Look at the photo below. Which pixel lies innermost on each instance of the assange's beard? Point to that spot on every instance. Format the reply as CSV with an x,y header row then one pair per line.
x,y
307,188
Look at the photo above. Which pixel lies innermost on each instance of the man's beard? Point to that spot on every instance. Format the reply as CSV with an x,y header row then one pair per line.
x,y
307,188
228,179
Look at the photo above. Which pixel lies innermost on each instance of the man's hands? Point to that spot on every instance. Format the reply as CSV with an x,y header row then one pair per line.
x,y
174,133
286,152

○ ○ ○ ○ ○ ○ ○

» Objective
Retype every one of the entries above word for word.

» Written solution
Look at the photo below. Which pixel lies innermost on each instance of the assange's beard? Point to that spot on every instance. Format the reply as CSV with an x,y header row then one pair per line.
x,y
307,188
Look at the photo above. Which pixel lies innermost on each instance of the man's beard? Point to that spot on every instance. Format the reply as CSV with an x,y header row then one pair per line.
x,y
307,188
228,179
Look at the photo above. Which pixel lies innermost on each instance of the man's hands? Point to that spot on every instance. Format the reply as CSV with an x,y header row then one pair per line.
x,y
174,133
286,152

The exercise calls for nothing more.